• [Brano estratto]
──────────

Giustizia per Saman Abbas e giusto processo per gli imputati in arresto. Non è semplicemente il mantra delle autorità italiane negli ultimi mesi, bensì è azione ed è mettere tutte le forze in campo per raggiungere un risultato che porrà un punto alla casistica giudiziaria su questo tipo di reati.
Così, se l’estradizione per il padre Shabbar Abbas, oggetto di un altro rinvio a Islamabad, tarda ad arrivare, la corte d’assise di Reggio Emilia ci prova con il processo in videoconferenza. Niente processo in contumacia quindi, tanto più che Shabbar ha rifiutato un avvocato italiano per il suo procedimento, ma probabilmente ci sarà un processo in videoconferenza: saranno trasmessi gli atti affinché questo sia reso possibile.
“Noi - ha chiarito la presidente della corte d'appello Cristina Beretti - chiediamo assistenza per la predisposizione di una videoconferenza per consentire ad Abbas di partecipare al processo. I tempi non li possiamo stabilire noi, la richiesta sarà inoltrata al ministero per gli Affari internazionali”. Gli atti saranno inviati anche al ministero della Giustizia, per poi giungere in Pakistan per la notifica.
Intanto, come accennato, c’è l’ennesimo rinvio di Shabbar: si potrebbe parlare di estradizione il 21 febbraio, mentre l’udienza nel processo italiano - proprio a causa dei tempi burocratici per il videocollegamento - è stata fissata al 17 marzo.

──────────

• [Materiale di lavoro]

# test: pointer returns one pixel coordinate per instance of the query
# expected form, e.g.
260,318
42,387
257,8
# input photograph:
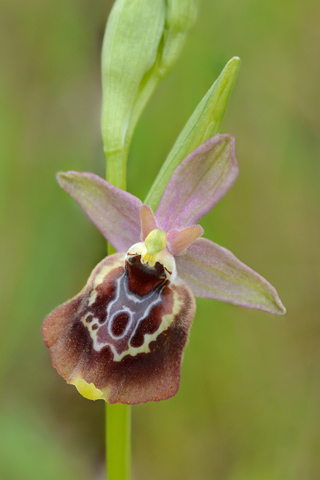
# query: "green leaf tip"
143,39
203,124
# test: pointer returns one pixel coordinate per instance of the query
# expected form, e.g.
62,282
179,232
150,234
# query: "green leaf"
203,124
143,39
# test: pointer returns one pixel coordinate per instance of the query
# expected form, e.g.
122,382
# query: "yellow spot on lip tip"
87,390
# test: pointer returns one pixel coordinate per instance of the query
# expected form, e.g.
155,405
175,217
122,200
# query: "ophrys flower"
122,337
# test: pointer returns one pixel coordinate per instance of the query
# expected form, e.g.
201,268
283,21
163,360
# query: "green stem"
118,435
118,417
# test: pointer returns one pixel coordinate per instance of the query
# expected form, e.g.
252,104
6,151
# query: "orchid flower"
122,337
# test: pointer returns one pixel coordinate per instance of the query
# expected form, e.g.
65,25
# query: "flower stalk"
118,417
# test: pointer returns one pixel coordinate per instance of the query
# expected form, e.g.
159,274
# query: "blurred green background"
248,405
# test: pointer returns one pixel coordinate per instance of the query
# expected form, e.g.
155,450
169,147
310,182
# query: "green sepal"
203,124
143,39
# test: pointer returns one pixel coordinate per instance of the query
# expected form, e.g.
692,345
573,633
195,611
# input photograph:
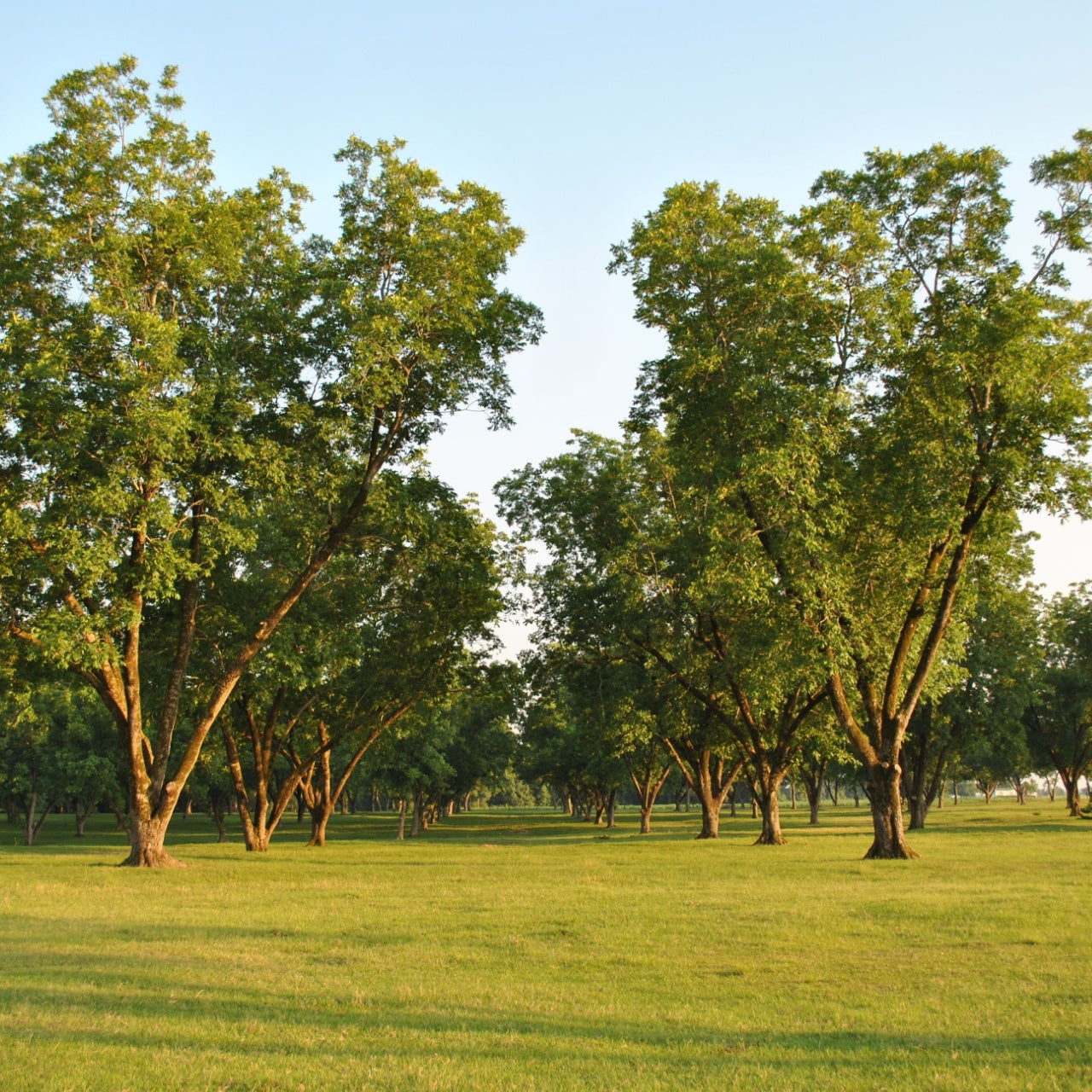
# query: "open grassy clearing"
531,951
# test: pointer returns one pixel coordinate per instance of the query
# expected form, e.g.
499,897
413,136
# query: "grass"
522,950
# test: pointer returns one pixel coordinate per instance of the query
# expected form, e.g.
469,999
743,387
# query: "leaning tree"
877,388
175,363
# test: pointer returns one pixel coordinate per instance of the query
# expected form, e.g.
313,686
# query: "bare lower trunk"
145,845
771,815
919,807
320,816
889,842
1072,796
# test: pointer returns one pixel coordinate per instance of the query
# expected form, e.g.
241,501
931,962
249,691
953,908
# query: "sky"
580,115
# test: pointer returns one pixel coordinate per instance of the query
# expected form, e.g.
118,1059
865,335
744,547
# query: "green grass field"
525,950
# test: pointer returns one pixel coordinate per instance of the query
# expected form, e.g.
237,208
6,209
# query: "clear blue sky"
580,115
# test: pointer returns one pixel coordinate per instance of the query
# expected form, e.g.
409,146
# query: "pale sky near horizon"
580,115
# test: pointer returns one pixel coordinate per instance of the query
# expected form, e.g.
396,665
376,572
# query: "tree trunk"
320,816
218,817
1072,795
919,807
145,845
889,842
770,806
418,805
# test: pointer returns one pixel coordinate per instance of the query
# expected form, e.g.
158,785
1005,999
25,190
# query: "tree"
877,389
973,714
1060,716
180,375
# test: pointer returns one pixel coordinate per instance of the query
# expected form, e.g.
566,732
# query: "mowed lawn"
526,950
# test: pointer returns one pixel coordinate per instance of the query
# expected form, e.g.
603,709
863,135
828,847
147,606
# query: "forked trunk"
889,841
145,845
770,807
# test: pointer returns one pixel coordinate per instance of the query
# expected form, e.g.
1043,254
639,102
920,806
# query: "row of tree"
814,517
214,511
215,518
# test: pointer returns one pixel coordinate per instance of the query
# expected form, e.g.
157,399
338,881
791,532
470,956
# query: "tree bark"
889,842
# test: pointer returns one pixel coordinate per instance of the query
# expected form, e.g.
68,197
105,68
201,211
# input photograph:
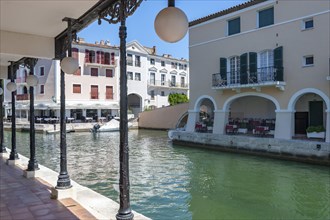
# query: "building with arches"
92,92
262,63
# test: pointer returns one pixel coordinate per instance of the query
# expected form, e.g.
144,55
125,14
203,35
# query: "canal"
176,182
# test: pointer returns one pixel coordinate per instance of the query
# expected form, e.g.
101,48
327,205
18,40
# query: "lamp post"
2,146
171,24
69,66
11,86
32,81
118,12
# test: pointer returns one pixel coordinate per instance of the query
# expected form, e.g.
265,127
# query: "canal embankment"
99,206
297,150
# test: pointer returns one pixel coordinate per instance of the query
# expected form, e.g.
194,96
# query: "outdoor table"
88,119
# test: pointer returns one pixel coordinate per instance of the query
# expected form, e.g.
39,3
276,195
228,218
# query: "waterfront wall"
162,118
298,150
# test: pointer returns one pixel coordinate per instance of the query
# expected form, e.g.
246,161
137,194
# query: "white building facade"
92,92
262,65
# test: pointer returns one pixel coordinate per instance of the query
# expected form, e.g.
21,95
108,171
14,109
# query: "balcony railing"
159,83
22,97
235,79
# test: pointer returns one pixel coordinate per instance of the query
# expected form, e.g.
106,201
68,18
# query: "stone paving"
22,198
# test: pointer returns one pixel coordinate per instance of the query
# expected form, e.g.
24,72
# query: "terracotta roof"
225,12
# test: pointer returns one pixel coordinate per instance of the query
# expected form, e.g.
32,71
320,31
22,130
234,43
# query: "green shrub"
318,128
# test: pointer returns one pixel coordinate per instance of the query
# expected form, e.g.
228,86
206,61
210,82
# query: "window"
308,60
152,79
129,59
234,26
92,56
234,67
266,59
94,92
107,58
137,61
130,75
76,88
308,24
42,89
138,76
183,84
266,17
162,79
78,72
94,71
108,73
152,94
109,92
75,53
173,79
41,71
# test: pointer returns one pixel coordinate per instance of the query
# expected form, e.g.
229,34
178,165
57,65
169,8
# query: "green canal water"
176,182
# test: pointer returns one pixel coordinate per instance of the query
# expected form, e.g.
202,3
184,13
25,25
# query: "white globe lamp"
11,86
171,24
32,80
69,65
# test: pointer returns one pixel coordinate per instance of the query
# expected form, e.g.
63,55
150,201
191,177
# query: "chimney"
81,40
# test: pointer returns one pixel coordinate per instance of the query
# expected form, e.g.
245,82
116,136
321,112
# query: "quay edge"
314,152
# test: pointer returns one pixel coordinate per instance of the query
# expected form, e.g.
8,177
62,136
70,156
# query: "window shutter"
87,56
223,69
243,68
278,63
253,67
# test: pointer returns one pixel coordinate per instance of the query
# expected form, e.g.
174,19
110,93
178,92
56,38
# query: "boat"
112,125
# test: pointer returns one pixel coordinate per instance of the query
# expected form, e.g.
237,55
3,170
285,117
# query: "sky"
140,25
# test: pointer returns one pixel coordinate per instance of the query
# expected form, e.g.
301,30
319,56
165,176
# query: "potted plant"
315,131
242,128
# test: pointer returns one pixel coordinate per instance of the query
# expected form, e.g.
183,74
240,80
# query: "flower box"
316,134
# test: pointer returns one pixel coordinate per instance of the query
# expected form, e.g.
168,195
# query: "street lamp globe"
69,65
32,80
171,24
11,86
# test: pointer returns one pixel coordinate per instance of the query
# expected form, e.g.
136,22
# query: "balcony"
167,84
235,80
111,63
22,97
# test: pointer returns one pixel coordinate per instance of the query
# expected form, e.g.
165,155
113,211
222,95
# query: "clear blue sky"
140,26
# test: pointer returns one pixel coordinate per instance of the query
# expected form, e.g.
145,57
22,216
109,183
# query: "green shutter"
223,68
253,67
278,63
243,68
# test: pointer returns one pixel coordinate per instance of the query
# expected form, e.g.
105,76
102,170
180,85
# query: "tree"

──────────

• [Problemi da risolvere]
**A.** Ricopia integralmente, parola per parola, il testo sul processo per Saman Abbas.
**B.** Riporta tutte le righe dei record in cui compare la parola "lamp".

• [Risposte agli esercizi]
**A.**
Giustizia per Saman Abbas e giusto processo per gli imputati in arresto. Non è semplicemente il mantra delle autorità italiane negli ultimi mesi, bensì è azione ed è mettere tutte le forze in campo per raggiungere un risultato che porrà un punto alla casistica giudiziaria su questo tipo di reati.
Così, se l’estradizione per il padre Shabbar Abbas, oggetto di un altro rinvio a Islamabad, tarda ad arrivare, la corte d’assise di Reggio Emilia ci prova con il processo in videoconferenza. Niente processo in contumacia quindi, tanto più che Shabbar ha rifiutato un avvocato italiano per il suo procedimento, ma probabilmente ci sarà un processo in videoconferenza: saranno trasmessi gli atti affinché questo sia reso possibile.
“Noi - ha chiarito la presidente della corte d'appello Cristina Beretti - chiediamo assistenza per la predisposizione di una videoconferenza per consentire ad Abbas di partecipare al processo. I tempi non li possiamo stabilire noi, la richiesta sarà inoltrata al ministero per gli Affari internazionali”. Gli atti saranno inviati anche al ministero della Giustizia, per poi giungere in Pakistan per la notifica.
Intanto, come accennato, c’è l’ennesimo rinvio di Shabbar: si potrebbe parlare di estradizione il 21 febbraio, mentre l’udienza nel processo italiano - proprio a causa dei tempi burocratici per il videocollegamento - è stata fissata al 17 marzo.

**B.**
# query: "lamp post"
# query: "white globe lamp"
# query: "street lamp globe"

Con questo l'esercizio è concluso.